Short task
Can you reproduce this listing in full, requests included, shifting every coordinate in the answer points up by 103 and leaving the numbers in the requests and their format samples unchanged? Omit the pictures.

Data shown

-------

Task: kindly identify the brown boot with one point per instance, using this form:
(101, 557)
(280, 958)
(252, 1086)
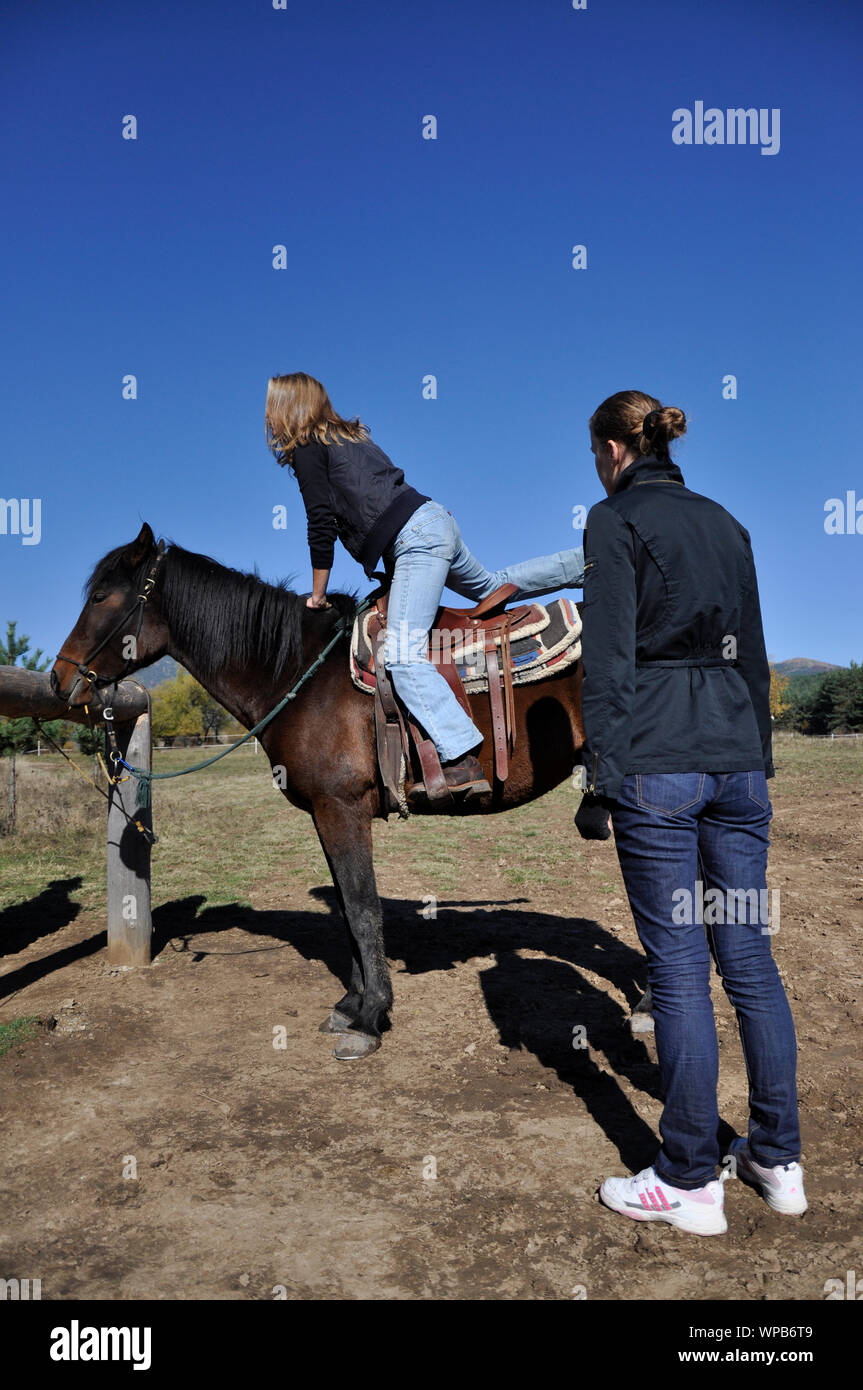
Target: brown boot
(464, 774)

-------

Answer for this exercise
Task: kindly identify the brown boot with one point per instance, using this form:
(101, 557)
(280, 958)
(252, 1086)
Target: brown boot
(567, 877)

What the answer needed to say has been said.